DOCUMENT SEGMENT

▼▼▼

# Have attachments show in Outlook emails



## masconomo (Aug 23, 2003)

Does anyone know how I can get the icons of my email attachments (the pdf icon for example) to show within the body of the text? All my attachements that I send can only be be opened with the paperclip but every now and again I'll get an email from someone and the attachment is right there in the body of the email. I'd like to be able to do that too.


----------



## computerman29642 (Dec 4, 2007)

Try the following....

Open Outlook -> Tools -> Options -> Mail Format -> Compose in this message format: -> Rich Text

Open a New E-mail and insert attachment. The attachment should be displayed in the body of the message.


----------



## masconomo (Aug 23, 2003)

I think that works -- but what features do I lose by changing from HTML?


----------



## computerman29642 (Dec 4, 2007)

▲▲▲

GIVEN INFORMATION
▼▼▼

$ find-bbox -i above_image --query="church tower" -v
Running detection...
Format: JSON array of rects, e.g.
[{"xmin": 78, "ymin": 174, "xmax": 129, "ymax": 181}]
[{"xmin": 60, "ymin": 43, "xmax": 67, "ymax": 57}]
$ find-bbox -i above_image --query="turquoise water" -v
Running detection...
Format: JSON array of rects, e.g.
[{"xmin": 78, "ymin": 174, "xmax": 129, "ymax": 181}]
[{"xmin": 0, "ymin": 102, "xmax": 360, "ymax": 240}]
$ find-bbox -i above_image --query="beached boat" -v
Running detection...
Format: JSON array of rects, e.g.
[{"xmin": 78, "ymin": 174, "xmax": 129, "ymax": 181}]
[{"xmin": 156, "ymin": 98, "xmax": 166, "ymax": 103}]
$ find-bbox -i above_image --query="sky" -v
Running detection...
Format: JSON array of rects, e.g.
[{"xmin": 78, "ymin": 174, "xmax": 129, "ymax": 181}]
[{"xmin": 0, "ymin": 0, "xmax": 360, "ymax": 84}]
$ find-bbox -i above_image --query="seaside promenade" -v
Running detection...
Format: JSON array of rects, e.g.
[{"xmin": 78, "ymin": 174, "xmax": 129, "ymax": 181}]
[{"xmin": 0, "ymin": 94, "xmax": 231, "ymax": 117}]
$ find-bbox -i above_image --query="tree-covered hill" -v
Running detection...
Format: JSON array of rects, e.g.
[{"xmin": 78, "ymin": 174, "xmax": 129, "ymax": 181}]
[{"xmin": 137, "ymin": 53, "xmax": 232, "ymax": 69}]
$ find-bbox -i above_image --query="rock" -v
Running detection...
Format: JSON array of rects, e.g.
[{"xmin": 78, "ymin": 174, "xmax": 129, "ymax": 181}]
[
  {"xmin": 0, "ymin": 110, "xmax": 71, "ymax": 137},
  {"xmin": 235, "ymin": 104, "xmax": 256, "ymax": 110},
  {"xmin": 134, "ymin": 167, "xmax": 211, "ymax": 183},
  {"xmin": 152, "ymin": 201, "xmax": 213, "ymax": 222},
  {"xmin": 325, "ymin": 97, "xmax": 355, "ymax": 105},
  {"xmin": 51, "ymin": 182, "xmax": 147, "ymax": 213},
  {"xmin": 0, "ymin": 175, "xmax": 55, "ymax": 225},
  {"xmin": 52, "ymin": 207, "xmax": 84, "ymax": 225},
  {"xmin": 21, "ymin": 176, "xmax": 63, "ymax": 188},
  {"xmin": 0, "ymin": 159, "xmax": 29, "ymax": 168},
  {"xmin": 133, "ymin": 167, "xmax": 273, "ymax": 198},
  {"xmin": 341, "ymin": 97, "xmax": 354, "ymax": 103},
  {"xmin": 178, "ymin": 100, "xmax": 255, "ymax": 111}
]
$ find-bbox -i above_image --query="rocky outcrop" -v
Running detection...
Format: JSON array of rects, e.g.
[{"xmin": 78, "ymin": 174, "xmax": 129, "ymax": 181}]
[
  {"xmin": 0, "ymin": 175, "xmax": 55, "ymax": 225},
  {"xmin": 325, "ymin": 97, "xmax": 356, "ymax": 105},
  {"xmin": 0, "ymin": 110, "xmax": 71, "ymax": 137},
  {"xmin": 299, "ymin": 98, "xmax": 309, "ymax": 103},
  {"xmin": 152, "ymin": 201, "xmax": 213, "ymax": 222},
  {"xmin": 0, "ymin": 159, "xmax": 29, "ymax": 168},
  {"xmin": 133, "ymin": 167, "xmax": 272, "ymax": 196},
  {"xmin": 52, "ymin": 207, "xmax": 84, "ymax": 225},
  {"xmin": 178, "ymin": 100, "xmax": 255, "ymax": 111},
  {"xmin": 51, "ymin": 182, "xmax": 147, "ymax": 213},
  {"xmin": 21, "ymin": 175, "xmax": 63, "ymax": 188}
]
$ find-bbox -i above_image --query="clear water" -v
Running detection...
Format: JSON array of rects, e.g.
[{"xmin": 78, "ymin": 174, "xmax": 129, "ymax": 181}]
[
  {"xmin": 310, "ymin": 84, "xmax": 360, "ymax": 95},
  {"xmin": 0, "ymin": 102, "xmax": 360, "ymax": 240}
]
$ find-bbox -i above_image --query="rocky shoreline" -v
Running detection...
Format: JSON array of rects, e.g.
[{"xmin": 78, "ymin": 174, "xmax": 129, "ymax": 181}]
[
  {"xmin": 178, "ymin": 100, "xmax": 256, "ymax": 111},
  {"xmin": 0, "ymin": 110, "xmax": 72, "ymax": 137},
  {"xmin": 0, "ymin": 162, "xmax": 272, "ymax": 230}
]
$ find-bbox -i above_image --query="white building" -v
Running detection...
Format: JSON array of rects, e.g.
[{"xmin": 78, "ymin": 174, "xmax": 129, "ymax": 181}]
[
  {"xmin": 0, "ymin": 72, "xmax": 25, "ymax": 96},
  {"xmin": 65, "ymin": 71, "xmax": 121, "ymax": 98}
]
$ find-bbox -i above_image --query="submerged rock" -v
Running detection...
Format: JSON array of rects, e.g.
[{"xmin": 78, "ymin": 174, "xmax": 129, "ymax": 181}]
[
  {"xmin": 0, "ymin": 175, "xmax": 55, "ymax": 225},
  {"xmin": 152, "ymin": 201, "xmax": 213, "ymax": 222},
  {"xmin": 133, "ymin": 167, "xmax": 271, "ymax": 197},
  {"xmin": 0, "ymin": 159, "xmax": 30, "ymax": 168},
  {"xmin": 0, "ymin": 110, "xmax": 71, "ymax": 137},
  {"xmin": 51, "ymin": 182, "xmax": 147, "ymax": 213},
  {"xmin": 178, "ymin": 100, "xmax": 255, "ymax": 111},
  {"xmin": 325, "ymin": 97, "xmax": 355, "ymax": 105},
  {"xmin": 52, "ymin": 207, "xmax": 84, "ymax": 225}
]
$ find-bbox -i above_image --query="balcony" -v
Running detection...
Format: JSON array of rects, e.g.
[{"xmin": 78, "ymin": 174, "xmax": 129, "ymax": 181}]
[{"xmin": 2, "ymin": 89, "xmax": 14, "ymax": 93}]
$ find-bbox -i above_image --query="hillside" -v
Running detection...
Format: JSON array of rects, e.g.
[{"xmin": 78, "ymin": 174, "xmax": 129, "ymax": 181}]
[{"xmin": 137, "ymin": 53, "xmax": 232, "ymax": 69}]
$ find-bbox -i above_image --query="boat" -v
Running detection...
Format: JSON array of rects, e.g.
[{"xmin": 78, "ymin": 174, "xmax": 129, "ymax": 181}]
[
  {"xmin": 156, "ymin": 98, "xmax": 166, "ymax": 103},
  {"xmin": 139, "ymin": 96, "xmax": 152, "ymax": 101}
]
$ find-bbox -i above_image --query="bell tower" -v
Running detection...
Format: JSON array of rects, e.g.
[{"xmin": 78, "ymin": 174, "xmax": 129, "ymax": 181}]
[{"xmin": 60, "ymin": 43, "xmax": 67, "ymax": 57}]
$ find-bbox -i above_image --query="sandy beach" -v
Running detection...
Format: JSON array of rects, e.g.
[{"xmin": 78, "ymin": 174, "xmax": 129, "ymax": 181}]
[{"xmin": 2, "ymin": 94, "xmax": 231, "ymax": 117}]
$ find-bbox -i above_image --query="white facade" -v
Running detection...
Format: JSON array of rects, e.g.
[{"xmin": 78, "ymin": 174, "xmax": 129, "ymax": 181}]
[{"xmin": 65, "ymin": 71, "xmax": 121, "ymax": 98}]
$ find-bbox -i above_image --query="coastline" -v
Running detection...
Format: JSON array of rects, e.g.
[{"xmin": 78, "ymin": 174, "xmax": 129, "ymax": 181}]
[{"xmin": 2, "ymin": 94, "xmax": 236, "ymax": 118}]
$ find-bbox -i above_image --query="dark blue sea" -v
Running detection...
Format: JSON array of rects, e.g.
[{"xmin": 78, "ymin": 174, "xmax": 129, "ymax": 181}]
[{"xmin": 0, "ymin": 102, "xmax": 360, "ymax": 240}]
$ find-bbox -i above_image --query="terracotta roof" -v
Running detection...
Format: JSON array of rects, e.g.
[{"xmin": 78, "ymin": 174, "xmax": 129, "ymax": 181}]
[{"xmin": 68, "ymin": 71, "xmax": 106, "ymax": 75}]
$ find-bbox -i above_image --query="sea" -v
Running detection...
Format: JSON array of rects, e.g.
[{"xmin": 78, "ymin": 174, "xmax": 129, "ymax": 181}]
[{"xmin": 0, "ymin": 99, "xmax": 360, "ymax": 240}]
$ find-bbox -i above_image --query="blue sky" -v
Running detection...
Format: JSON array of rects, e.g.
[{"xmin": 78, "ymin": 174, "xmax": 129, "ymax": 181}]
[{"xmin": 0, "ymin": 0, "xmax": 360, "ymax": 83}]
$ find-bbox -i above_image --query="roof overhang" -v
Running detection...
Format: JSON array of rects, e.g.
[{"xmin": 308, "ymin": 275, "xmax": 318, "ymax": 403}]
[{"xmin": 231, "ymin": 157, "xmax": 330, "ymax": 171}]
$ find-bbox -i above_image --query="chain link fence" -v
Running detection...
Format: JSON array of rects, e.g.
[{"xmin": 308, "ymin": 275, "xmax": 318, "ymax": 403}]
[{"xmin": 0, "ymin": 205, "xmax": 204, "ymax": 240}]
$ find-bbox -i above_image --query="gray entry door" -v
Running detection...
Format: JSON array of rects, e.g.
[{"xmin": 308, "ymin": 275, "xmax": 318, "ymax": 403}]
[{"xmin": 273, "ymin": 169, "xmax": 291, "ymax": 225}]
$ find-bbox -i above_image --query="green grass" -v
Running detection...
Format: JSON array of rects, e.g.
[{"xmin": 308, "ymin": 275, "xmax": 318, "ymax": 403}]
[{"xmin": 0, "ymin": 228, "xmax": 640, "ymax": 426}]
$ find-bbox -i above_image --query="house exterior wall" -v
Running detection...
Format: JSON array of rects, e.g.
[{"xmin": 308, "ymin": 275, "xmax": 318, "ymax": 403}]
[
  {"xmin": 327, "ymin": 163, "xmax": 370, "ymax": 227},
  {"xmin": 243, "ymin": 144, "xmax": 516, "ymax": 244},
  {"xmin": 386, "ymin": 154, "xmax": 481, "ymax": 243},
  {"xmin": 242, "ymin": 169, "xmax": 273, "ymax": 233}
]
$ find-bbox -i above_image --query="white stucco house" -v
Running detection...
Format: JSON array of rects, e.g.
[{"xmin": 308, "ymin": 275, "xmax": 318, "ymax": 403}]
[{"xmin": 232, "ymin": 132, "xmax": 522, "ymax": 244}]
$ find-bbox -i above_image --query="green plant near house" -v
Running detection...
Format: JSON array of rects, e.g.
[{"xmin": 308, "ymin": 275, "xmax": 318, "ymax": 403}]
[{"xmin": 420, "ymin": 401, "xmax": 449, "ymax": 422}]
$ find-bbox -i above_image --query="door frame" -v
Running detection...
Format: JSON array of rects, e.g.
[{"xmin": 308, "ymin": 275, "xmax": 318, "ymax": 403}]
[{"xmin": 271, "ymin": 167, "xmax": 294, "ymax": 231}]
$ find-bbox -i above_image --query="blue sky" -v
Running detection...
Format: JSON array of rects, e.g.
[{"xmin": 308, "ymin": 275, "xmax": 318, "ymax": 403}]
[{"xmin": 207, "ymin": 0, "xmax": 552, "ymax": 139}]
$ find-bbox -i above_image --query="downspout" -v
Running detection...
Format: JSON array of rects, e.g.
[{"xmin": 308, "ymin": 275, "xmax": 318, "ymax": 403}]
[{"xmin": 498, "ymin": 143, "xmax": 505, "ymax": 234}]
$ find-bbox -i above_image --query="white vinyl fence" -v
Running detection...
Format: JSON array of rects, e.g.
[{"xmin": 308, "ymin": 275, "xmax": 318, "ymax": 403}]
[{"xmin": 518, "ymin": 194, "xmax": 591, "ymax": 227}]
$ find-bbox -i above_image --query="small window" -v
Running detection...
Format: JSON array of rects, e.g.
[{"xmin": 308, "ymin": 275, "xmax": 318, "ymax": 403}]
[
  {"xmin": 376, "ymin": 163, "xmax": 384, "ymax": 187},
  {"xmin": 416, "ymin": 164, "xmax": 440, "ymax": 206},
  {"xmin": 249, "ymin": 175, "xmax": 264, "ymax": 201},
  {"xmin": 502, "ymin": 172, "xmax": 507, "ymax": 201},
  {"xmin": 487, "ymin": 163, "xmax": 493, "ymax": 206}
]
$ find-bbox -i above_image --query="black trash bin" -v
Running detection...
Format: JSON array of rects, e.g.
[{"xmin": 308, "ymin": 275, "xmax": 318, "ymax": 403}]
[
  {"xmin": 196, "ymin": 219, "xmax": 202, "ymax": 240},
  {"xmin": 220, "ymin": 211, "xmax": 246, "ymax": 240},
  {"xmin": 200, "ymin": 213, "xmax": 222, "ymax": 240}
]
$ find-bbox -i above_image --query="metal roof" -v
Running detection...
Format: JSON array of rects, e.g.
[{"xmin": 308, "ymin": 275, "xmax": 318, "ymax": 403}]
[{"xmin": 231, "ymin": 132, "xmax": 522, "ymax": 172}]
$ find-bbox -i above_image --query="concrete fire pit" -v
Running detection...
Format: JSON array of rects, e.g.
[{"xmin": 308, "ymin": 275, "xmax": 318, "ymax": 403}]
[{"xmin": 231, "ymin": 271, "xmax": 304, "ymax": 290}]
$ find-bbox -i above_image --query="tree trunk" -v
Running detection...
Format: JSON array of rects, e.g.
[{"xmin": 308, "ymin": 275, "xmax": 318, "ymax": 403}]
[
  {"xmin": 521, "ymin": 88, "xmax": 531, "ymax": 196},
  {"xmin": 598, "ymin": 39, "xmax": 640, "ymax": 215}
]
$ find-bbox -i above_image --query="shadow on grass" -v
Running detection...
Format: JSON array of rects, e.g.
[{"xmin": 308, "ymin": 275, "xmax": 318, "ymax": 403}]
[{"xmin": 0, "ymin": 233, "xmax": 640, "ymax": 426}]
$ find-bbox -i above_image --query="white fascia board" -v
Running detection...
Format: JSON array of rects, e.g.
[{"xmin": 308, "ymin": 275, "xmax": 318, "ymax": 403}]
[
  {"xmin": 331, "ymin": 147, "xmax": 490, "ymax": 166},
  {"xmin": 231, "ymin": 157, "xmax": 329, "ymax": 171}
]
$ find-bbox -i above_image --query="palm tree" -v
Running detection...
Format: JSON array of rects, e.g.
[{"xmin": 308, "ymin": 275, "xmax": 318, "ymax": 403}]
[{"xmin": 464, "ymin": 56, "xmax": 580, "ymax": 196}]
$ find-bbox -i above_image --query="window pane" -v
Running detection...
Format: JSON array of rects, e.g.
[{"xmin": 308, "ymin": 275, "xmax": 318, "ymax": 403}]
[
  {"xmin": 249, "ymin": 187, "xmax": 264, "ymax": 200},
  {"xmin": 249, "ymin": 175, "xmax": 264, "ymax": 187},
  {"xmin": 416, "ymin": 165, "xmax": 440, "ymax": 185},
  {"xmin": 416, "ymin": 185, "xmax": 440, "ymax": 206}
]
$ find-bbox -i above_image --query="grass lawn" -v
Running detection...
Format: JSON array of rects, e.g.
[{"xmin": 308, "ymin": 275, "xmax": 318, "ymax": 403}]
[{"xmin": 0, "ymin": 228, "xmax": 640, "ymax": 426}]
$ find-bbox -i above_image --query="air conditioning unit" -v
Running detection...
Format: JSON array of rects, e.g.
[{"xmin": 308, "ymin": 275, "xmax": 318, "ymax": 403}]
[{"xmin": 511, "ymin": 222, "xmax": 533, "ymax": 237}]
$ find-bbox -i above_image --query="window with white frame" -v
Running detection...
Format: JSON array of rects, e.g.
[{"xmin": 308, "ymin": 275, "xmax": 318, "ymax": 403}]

▲▲▲

WORK TO DO
Write what comes next in the forum thread about showing attachments in Outlook emails, picking up right after its last line. The listing plays no part here.

WRITTEN ANSWER
Take a look at the following link:

http://office.microsoft.com/en-us/outlook/HP012329961033.aspx

Let me know if you still have questions.


----------



## jimr381 (Jul 20, 2007)

There is nothing you can do really as the recipient of the e-mail messages. It is based upon the format that the messages are sent out in. So received messages are based upon what the sender has setup. Gamecockfan has already shown you how to change the format.

Here is a quick break down of attachments and messages formats and how the attachments are attached.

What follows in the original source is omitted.